**Passage for review**
==========

Saturday, June 22, 2024

Mexican cantaloupe processing plant shut down after deadly salmonella outbreak

Authorities have suspended operations at a cantaloupe processing plant in Sonora that is linked to deadly salmonella outbreaks in the United States and Canada.

Six deaths in Canada and four in the United States have been attributed to salmonella infections caused by the consumption of Mexican cantaloupes.

Over 300 people in the United States and more than 150 in Canada have become sick with the food-borne illness after eating contaminated cantaloupes.

The federal health regulator Cofepris said in a statement on Friday that U.S. and Canadian authorities notified it about the detection of salmonella in cantaloupe processed in Sonora.

Cofepris contacted Sonora health regulator Coesprisson and that agency conducted “two health verification visits to the processing company” in the city of Guaymas and ordered the “temporary suspension of activities” as a “safety measure.”

Agriculture sanitation authority Senasica took samples from surfaces and of water for testing, according to the statement.

Three images: a sliced cantaloupe and brand stickers reading Rudy and Malachita
The U.S. Center for Disease Control (CDC) said Rudy and Malachita brand cantaloupes have been linked to the outbreak. (CDC)

Malachita and Rudy brand cantaloupes have been linked to the salmonella outbreaks in the U.S. and Canada, and authorities there have issued recalls of the fruit. Cantaloupes branded as such are grown in Sonora, one of Mexico’s leading producers of the fruit, and processed at the plant in Guaymas.

==========

[Referring expression data]
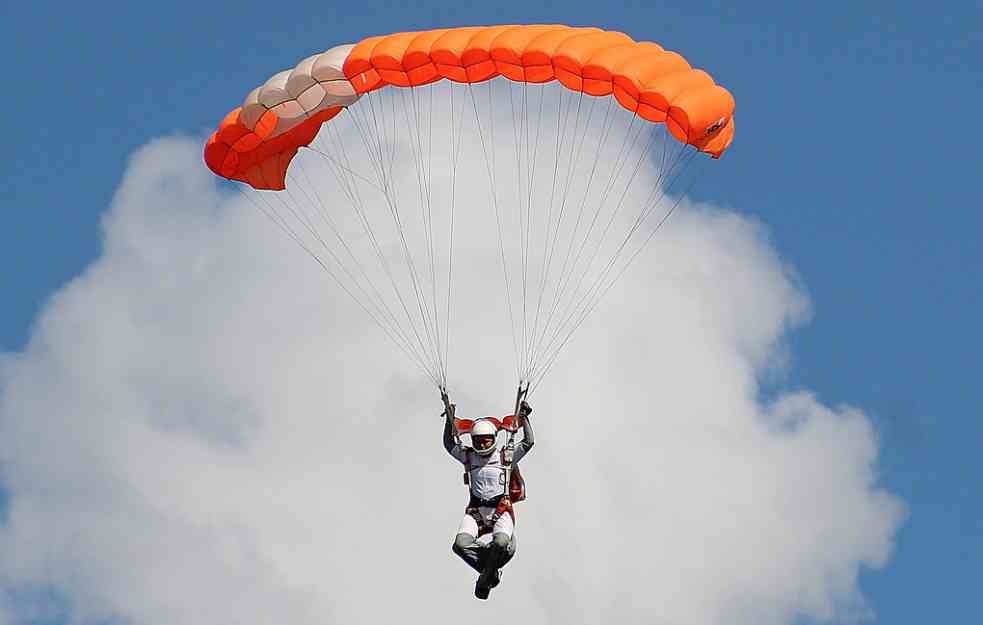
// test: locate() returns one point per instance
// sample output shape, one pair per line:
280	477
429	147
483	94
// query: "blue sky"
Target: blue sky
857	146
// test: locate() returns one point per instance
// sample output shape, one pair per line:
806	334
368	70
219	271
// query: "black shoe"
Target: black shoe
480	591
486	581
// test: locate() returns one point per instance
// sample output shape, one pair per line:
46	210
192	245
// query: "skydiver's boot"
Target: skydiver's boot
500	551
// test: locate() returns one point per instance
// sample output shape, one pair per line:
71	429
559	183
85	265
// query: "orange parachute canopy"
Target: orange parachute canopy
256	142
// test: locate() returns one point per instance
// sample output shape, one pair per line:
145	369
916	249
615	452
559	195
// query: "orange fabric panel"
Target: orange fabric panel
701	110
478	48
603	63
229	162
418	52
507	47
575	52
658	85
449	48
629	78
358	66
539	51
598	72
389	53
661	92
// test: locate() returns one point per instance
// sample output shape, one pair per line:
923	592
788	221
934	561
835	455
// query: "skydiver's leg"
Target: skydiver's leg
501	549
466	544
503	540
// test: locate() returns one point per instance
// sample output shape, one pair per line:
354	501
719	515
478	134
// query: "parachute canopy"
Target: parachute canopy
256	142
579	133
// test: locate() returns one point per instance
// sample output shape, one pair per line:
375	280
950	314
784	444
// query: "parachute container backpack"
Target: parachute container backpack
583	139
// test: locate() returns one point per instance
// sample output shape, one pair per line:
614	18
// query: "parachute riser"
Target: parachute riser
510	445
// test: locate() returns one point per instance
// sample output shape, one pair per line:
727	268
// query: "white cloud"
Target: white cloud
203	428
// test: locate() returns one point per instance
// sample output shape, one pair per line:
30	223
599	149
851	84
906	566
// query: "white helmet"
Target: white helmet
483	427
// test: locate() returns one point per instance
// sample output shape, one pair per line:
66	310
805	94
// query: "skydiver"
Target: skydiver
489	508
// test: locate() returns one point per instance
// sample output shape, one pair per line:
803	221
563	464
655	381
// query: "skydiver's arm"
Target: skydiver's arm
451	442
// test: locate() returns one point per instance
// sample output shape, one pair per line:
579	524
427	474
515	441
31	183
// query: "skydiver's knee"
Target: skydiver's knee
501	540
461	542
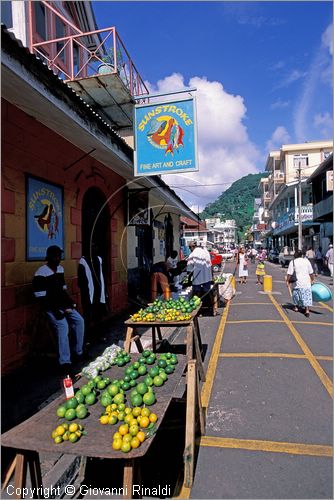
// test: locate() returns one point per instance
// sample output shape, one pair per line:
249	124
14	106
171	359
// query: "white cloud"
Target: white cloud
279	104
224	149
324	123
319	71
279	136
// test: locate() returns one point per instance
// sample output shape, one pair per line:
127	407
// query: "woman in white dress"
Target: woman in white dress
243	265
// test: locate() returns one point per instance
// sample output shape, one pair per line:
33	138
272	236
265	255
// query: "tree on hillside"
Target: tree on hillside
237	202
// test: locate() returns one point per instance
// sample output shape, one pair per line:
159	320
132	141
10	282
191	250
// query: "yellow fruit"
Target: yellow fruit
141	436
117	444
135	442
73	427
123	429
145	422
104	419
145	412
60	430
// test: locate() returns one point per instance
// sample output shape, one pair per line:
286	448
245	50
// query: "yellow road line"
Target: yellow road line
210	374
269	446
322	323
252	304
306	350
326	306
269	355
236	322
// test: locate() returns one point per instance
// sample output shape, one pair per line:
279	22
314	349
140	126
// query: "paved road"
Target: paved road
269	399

==========

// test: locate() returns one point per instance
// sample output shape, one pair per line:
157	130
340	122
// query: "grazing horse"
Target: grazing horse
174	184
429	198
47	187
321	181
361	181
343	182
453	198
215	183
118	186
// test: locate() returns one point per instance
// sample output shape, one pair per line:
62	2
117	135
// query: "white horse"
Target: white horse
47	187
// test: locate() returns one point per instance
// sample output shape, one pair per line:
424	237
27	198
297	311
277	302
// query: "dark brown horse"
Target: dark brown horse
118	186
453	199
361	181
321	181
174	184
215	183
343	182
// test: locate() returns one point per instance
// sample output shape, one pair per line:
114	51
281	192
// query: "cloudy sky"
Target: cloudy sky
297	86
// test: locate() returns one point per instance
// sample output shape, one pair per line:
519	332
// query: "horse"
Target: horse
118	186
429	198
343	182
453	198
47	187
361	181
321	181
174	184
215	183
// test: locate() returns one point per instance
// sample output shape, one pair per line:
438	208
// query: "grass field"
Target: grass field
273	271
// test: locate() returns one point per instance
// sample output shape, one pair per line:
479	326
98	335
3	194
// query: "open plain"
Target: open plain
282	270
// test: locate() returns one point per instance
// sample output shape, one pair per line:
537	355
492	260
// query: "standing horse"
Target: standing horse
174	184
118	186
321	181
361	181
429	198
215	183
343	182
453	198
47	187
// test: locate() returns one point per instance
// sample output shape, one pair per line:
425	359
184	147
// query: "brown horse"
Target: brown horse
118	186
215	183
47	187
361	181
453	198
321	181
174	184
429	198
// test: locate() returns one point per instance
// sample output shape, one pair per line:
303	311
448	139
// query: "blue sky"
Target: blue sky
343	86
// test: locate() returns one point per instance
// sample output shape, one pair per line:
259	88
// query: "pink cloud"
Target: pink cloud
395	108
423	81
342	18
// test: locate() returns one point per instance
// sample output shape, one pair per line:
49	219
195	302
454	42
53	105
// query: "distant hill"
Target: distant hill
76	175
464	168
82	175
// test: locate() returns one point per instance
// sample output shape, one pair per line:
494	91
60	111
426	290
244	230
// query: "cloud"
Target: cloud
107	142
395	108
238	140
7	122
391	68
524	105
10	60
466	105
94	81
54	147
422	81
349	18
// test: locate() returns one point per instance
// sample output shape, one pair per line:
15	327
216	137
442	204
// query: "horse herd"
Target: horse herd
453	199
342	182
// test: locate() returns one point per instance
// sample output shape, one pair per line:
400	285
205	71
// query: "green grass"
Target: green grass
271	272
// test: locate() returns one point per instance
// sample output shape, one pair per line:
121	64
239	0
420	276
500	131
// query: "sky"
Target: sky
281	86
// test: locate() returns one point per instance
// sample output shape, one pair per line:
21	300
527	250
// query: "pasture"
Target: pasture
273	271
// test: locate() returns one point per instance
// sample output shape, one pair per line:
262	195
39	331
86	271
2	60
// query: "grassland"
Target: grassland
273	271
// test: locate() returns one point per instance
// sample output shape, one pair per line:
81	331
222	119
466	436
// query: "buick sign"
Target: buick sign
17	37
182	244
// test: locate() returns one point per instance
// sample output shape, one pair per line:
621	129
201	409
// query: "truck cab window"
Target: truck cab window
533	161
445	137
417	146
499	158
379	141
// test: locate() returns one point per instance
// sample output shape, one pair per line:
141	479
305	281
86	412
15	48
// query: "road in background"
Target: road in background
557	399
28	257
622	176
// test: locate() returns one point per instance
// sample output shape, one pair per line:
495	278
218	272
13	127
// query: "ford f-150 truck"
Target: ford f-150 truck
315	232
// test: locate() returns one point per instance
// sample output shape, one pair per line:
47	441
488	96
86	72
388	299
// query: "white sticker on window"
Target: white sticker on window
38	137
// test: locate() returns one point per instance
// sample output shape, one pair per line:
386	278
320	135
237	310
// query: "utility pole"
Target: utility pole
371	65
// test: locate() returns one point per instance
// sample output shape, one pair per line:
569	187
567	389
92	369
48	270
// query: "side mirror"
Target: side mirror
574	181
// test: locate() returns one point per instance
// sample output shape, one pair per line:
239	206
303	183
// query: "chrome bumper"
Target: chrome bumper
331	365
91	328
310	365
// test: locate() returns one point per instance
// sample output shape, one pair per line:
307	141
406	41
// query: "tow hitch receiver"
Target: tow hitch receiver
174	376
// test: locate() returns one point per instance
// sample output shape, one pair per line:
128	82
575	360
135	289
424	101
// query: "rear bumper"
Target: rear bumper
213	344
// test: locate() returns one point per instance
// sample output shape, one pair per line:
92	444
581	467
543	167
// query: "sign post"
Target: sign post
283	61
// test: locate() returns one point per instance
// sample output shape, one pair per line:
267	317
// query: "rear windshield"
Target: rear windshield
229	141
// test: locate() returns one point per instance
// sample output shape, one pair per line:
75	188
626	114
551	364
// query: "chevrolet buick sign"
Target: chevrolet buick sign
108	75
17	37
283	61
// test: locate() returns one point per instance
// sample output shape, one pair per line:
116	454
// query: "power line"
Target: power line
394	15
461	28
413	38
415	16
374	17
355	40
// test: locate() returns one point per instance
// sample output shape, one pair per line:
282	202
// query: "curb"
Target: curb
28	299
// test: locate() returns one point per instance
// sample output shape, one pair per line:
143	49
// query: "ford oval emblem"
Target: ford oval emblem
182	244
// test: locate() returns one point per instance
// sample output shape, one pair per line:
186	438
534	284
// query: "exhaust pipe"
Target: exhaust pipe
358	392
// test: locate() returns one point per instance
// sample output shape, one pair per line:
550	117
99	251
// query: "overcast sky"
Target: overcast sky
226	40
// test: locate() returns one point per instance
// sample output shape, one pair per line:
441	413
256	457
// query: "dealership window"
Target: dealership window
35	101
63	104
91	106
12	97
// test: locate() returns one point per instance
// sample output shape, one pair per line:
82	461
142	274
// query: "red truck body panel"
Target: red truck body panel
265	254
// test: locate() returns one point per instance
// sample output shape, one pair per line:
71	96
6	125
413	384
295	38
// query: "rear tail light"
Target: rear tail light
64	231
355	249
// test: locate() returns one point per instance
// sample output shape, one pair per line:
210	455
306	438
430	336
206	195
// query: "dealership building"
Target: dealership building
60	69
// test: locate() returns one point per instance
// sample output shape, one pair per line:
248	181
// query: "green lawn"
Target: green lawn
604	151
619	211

==========

**Activities**
- A) Answer these questions about the article on the cantaloupe plant shutdown:
(i) How many deaths in Canada have been attributed to the salmonella infections?
(ii) Which agency made the two health verification visits to the processing company?
(iii) In which city is the processing plant located?
- B) Extract the passage from the article on the cantaloupe plant shutdown starting at "The federal health" and ending at "to the statement.".

**Responses for each task**
- A)
(i) Six
(ii) Coesprisson, the Sonora health regulator
(iii) Guaymas

- B)
The federal health regulator Cofepris said in a statement on Friday that U.S. and Canadian authorities notified it about the detection of salmonella in cantaloupe processed in Sonora.

Cofepris contacted Sonora health regulator Coesprisson and that agency conducted “two health verification visits to the processing company” in the city of Guaymas and ordered the “temporary suspension of activities” as a “safety measure.”

Agriculture sanitation authority Senasica took samples from surfaces and of water for testing, according to the statement.